** Consignes **
- a) Dans le récit sur l'expatriation à Montréal, quelles sont toutes les excuses énumérées pour ne pas aller manifester ?
- b) Pouvez-vous reprendre mot pour mot le passage du récit sur l'expatriation à Montréal en partant des mots "Le 14 mars, commençait" et en vous arrêtant après "bien les lire." ?

Lorsque je suis partie vivre ma best life à Bali en septembre, j’ai publié par ici quatre épisodes qui retraçaient ma première aventure à l’autre bout du monde, toute seule. J’ai adoré l’exercice, ce mélange d’introspection, de pensées et de souvenirs. J’ai reçu beaucoup de messages lors de la publication de ces newsletters, alors pourquoi ne pas recommencer ? 

Le 14 mars, commençait mon expatriation. Voilà un mois que je suis à Montréal et je me suis demandée comment partager tout ça. Je sais qu’autour de moi, certains se questionnent "comment c’est ?", d’autres ont besoin de lire qu’ils ne sont pas seuls et d’autres encore, ont envie au fond d’eux de passer le cap, mais n’osent pas. Alors, nous y voilà, je vais tenter d'éditer un carnet de bord, comme un bilan de mon expatriation au fil des mois. Un souvenir pour moi, des nouvelles pour des proches et des courtes histoires pour ceux qui voudront bien les lire. 

Voilà un mois que je suis à Montréal. Un mois que j’ai quitté mon pays adoré, juste avant que ne se déclenche ce que j’appelle en riant jaune "la révolution". Mon père m’a dit "tu es partie à temps, je suis rassurée de ne pas te savoir à Paris". Sur mon téléphone, je défile les stories Instagram de mes contacts. Ma capitale adorée, mes rues préférées, à feu et à sang. Des poubelles jonchent les rues sur les photos, les influenceuses en jouent, moi-même quelques jours avant, au début de la grève, j’ai tenté la photo "Emily in Paris version poubelles". Si Emily était de gauche, avais-je commenté, avant de vite supprimer, me disant que ce n’était pas si drôle. Je vois les images des manifestations et je pense "Si j’étais là, je serais avec eux en train de manifester". Au lieu de ça, je publie une story Instagram de mon ordinateur au café "recherche mari riche parce que je n'aurais pas de retraite". Toujours des blagues. Mais c’est vrai, je n’aurai pas de retraite. 

Si j’étais là. Je ne le suis pas, mais je sais qu’en réalité, j'aurais trouvé une excuse pour ne pas aller manifester : je n’aime pas la foule, on ne sait jamais, il pleut, j’ai peur, j’ai du travail. Ma mère est allée manifester, elle. Moi, j'ai regardé les informations, en me sentant si loin. Si éloignée de la France, de ce qu’il se passe, de mes proches. Et en même temps, c'est le cas.

Entrées de pointage d'objets étiquetés:
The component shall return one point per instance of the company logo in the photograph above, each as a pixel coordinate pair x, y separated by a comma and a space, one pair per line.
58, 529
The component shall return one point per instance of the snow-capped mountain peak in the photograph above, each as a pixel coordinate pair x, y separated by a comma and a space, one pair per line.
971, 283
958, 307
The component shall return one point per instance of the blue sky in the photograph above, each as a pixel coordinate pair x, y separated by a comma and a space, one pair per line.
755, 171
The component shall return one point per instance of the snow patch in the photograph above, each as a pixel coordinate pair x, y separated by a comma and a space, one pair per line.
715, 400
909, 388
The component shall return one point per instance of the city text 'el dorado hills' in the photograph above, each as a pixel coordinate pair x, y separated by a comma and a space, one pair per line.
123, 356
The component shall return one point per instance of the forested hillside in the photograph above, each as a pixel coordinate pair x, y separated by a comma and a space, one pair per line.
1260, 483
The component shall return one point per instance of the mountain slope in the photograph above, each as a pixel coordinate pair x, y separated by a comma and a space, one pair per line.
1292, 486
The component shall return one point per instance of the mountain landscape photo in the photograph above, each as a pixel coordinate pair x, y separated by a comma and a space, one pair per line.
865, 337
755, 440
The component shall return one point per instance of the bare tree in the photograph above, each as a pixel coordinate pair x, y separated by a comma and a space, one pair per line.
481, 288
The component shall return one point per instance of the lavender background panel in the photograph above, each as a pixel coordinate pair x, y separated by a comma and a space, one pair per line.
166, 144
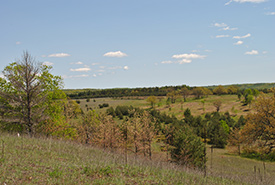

** Liste des réponses **
- a)
- je n'aime pas la foule
- on ne sait jamais
- il pleut
- j'ai peur
- j'ai du travail

- b)
Le 14 mars, commençait mon expatriation. Voilà un mois que je suis à Montréal et je me suis demandée comment partager tout ça. Je sais qu’autour de moi, certains se questionnent "comment c’est ?", d’autres ont besoin de lire qu’ils ne sont pas seuls et d’autres encore, ont envie au fond d’eux de passer le cap, mais n’osent pas. Alors, nous y voilà, je vais tenter d'éditer un carnet de bord, comme un bilan de mon expatriation au fil des mois. Un souvenir pour moi, des nouvelles pour des proches et des courtes histoires pour ceux qui voudront bien les lire.